● **Work to be completed**: Repeat the records word for word, excluding any picture.

● **Data shown**:

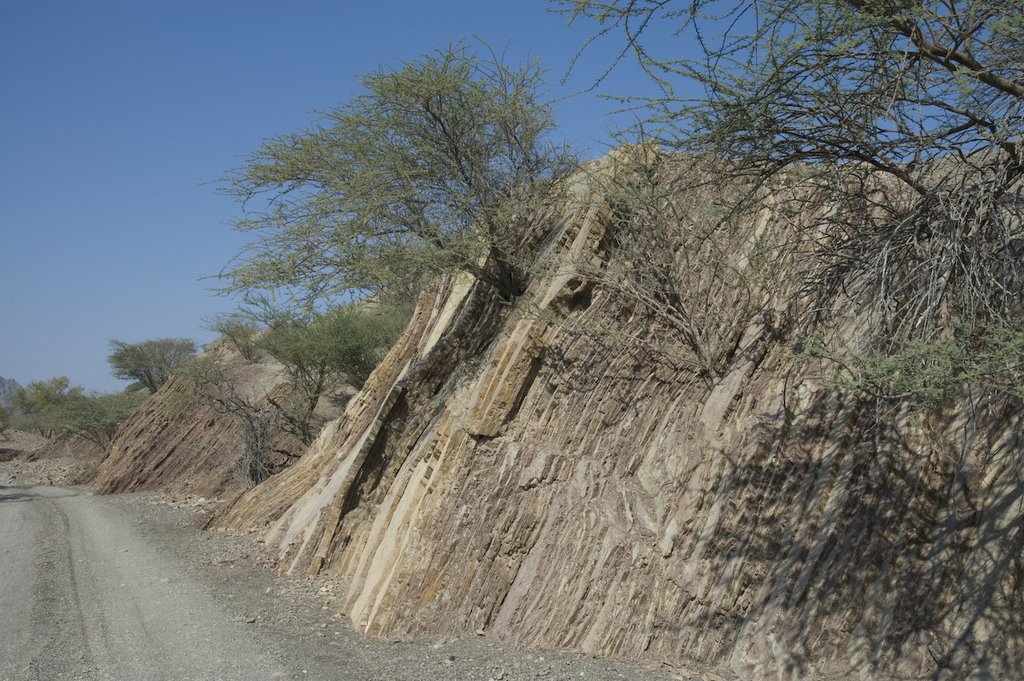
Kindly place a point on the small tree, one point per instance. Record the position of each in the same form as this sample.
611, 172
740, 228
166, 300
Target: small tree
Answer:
5, 420
432, 168
901, 122
42, 401
341, 346
240, 330
209, 380
96, 417
150, 363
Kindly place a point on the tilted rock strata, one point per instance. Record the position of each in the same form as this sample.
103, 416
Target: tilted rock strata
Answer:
507, 473
187, 449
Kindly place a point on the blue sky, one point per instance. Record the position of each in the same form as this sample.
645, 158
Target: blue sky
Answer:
117, 118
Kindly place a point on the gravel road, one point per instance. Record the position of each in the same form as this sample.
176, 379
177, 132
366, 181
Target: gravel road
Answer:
84, 596
128, 588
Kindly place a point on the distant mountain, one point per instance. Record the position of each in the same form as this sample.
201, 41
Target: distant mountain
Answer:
7, 388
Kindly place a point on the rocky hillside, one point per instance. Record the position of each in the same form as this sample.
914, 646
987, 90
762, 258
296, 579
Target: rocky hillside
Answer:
580, 473
7, 388
180, 445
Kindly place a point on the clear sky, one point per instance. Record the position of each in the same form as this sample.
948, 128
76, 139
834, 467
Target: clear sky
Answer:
117, 118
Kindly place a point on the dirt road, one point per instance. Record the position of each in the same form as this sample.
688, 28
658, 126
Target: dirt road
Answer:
84, 596
126, 588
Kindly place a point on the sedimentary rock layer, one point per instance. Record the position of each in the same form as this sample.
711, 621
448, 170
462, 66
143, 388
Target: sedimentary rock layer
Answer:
524, 474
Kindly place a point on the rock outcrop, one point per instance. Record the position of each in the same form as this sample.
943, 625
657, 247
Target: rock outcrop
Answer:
177, 444
524, 474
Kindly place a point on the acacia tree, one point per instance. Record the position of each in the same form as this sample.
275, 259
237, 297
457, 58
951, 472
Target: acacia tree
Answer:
151, 362
431, 168
904, 117
340, 347
42, 401
96, 417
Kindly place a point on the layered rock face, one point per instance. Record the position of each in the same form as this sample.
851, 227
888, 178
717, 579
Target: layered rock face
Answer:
179, 445
539, 475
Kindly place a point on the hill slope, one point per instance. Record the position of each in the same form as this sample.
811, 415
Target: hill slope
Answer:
554, 477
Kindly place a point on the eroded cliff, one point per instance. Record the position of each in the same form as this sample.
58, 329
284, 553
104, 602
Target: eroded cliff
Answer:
538, 474
178, 443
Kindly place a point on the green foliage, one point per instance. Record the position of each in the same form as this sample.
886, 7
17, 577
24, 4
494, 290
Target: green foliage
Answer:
431, 168
241, 331
151, 362
342, 346
96, 417
210, 380
56, 409
41, 402
6, 419
928, 374
900, 122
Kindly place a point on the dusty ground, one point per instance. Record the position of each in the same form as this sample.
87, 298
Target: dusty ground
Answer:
211, 582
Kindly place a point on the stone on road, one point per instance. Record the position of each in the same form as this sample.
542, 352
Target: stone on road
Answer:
83, 595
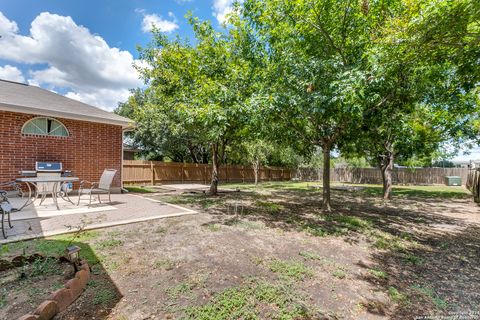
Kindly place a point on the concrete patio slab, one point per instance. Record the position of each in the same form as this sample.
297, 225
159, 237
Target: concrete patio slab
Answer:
43, 221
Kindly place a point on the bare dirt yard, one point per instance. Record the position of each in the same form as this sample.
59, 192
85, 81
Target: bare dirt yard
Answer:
269, 252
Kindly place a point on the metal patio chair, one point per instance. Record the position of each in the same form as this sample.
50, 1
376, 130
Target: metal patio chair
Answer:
98, 188
6, 207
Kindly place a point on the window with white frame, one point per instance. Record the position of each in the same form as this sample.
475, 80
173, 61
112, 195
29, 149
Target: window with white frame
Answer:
45, 127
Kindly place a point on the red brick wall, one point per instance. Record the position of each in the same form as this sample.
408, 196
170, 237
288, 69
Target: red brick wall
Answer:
88, 150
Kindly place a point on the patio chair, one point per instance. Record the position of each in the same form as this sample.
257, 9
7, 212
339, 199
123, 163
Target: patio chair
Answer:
102, 187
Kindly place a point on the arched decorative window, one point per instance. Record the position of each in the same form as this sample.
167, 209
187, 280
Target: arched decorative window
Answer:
45, 127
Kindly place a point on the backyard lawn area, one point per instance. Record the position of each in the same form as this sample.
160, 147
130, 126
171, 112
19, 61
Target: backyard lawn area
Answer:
269, 252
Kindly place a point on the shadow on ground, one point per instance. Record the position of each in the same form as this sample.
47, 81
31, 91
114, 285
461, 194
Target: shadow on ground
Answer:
425, 255
23, 295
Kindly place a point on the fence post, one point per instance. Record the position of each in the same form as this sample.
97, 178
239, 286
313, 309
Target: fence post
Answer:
152, 168
182, 169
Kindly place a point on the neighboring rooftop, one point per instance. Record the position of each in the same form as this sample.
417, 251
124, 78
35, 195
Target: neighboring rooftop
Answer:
24, 98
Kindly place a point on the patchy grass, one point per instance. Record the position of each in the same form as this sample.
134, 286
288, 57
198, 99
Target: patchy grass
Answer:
339, 273
308, 255
245, 224
396, 296
290, 269
43, 267
181, 289
437, 191
166, 264
3, 297
213, 227
108, 243
253, 300
137, 189
349, 222
272, 207
413, 259
379, 274
430, 293
103, 297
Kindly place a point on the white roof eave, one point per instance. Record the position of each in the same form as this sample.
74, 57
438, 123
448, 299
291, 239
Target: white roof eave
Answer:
66, 115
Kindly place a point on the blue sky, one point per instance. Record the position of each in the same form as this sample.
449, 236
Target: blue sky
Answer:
85, 49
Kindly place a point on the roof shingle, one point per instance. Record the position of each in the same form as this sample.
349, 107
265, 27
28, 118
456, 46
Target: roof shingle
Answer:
24, 98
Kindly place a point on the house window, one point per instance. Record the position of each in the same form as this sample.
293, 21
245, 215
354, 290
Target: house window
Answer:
45, 127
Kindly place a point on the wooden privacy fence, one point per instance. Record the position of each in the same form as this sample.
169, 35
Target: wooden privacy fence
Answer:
157, 172
473, 183
420, 176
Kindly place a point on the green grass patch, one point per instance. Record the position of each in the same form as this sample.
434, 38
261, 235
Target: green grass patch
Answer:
194, 199
269, 206
108, 243
349, 222
43, 267
3, 298
213, 227
430, 293
437, 191
139, 189
254, 300
182, 289
308, 255
378, 274
290, 269
103, 297
412, 259
245, 224
340, 274
166, 264
396, 296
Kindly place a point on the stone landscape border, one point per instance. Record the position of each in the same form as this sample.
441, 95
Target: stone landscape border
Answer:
59, 300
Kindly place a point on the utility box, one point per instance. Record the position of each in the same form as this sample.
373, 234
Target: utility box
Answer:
453, 181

● **Answer to the problem**:
Kindly place a point on the small tree, one point per instance. Record the position of each in the same form as this sample.
611, 172
740, 228
166, 300
Target: small tree
Answer:
5, 420
432, 168
901, 122
42, 401
341, 346
240, 330
209, 380
96, 417
150, 363
Kindly place a point on the tilted rock strata, one point per instance. Record the position of each in the same form as this sample.
103, 416
Target: tilted rock strata
Answer:
507, 473
187, 449
Kindly place a point on the blue sky, one point per instance. Record the position of each in the same form as this sample.
645, 158
Target: blue sky
Answer:
117, 118
Kindly place a point on the gravel road, one point per instance. Record the position of each in the same form as this sample.
176, 379
177, 132
366, 181
Target: gravel road
Answer:
84, 596
128, 588
Kindly place a point on the distant mountain, one point per instance. Record the position of each in the same form as this sample.
201, 41
Target: distant mountain
Answer:
7, 388
Kindly place a point on the rocky hillside, one point per instance. Record the position of each in the same form as this sample.
914, 646
987, 90
762, 258
296, 579
Target: rocky hillside
Answer:
580, 473
7, 388
180, 445
Kindly place a point on the clear sky, one point per instance. Record the position of each in the same form as this sample.
948, 128
76, 139
834, 467
Target: clear sky
Answer:
117, 118
Kindly place a point on the dirt road, one point per instance. Record the position of each in the same form as this sample.
688, 28
658, 126
Target: dirt road
Answer:
84, 596
126, 588
Kindly place a point on the sedimentary rock layer, one point per instance. Record the position of each in the same form as this sample.
711, 621
448, 170
462, 66
143, 388
Target: sedimentary rock layer
Answer:
524, 474
Kindly place a point on the rock outcrop, one point per instance. Record the position of each in the same form as this sample.
943, 625
657, 247
Target: rock outcrop
Answer:
177, 444
524, 474
Kindly place a point on the acacia tree, one point per instance. Record the position of each in the same form as this sample.
275, 259
237, 297
457, 58
951, 472
Target: acacia tree
Answer:
151, 362
431, 168
904, 117
340, 347
42, 401
96, 417
Kindly place a point on the layered rock face, one point per instance. Record the position of each in the same form as this sample.
851, 227
888, 178
717, 579
Target: layered rock face
Answer:
179, 445
539, 475
Kindly place a point on the hill slope, one point per instance. Record the position of each in the same form as this sample.
811, 415
Target: hill slope
Answer:
554, 477
Kindly place a point on the eroded cliff, one point per instance. Record the position of each in the same form as this sample.
58, 329
284, 553
104, 602
Target: eroded cliff
Answer:
538, 474
178, 443
Kindly place a point on the green foliage, one point per instance. Record the position of each in the same form as this sample.
886, 7
17, 577
24, 4
494, 290
Target: green foliage
Answer:
431, 168
241, 331
151, 362
342, 346
96, 417
210, 380
56, 409
41, 402
6, 419
928, 374
900, 122
Kindly place a point on the dusty ground, one point per instance. Record the position of each in the same form as this sample.
87, 298
Target: dusty ground
Answer:
211, 582
Kindly place a point on the stone on road, one point per instance. Record the position of each in the same form as this sample.
542, 352
Target: stone on road
Answer:
83, 595
Kindly place a point on the concrete patio slab, one point per instance. Record the position of each in the same form as this sample.
297, 225
159, 237
Target: concrete patio slab
Answer:
43, 221
Kindly place a point on the bare dirt yard, one point per instance. Record the position of each in the same form as this sample.
59, 192
85, 81
Target: bare dirt yard
Answer:
269, 252
Kindly place a point on the metal patio chair, one point per instance. Record the position of each in the same form as this sample.
50, 1
376, 130
Target: metal patio chair
Answer:
98, 188
6, 207
Kindly place a point on the window with white frame, one point per instance. Record the position of each in the same form as this sample.
475, 80
173, 61
112, 195
29, 149
Target: window with white frame
Answer:
45, 127
Kindly place a point on the red brick wall, one point per instance. Record the position of each in the same form as this sample.
408, 196
170, 237
288, 69
Target: red brick wall
Answer:
88, 150
Kindly place a point on the patio chair, one point per instance. Record the position of each in the same form as this sample.
257, 9
7, 212
339, 199
123, 163
Target: patio chair
Answer:
102, 187
Kindly place a point on the arched decorative window, one point per instance. Record the position of each in the same form as this sample.
167, 209
187, 280
Target: arched decorative window
Answer:
45, 127
Kindly place a point on the backyard lawn area, one point per instance. Record the position of each in the same form as this sample.
160, 147
130, 126
171, 112
19, 61
Target: backyard lawn area
Answer:
269, 252
Kindly place a point on the shadow on ground, one point per instance. Record the position of each in the same form as this sample.
47, 81
31, 91
114, 285
461, 194
Target: shadow on ground
Answer:
425, 255
23, 295
Kindly place a point on the fence post, one point per instance. Record the position of each in the same form as this sample.
97, 178
239, 286
313, 309
Target: fence post
Answer:
152, 168
182, 169
Kindly place a point on the neighboring rooftop, one point per instance. Record the position of each in the same form as this sample.
417, 251
124, 78
35, 195
Target: neighboring rooftop
Answer:
24, 98
Kindly place a point on the patchy grass, one point per instance. Record the position of each in the same form as this sample.
134, 286
288, 57
198, 99
Target: patchy grass
Answer:
339, 273
308, 255
245, 224
396, 296
290, 269
43, 267
181, 289
437, 191
166, 264
3, 297
213, 227
108, 243
253, 300
137, 189
349, 222
272, 207
413, 259
379, 274
430, 293
103, 297
Kindly place a point on the white roof eave, one point per instance. Record the position of each in the same form as this sample.
74, 57
438, 123
448, 299
291, 239
Target: white roof eave
Answer:
66, 115
Kindly place a point on the blue sky, one point per instance. Record the position of each in the same form as this sample.
449, 236
Target: blue sky
Answer:
85, 49
Kindly place a point on the roof shingle, one point per instance. Record the position of each in the same form as this sample.
349, 107
265, 27
28, 118
456, 46
Target: roof shingle
Answer:
24, 98
Kindly place a point on the house window, one point per instance. Record the position of each in the same form as this sample.
293, 21
245, 215
354, 290
Target: house window
Answer:
45, 127
Kindly place a point on the wooden privacy fence, one point per instance. Record the position of each in the same form as this sample.
169, 35
Target: wooden privacy fence
Answer:
157, 172
473, 183
420, 176
Kindly place a point on the green grass patch, one point per instance. Record the position of each in the same form as this sample.
434, 38
261, 235
Target: green grass patch
Answer:
194, 199
269, 206
108, 243
349, 222
43, 267
3, 298
213, 227
430, 293
437, 191
139, 189
254, 300
182, 289
308, 255
378, 274
290, 269
103, 297
412, 259
245, 224
340, 274
166, 264
396, 296
Kindly place a point on the stone landscape border, one point per instance. Record the position of each in the same form as this sample.
441, 95
Target: stone landscape border
Answer:
59, 300
Kindly place a point on the utility box, one point per instance. Record the position of each in the same form as this sample.
373, 234
Target: utility box
Answer:
453, 181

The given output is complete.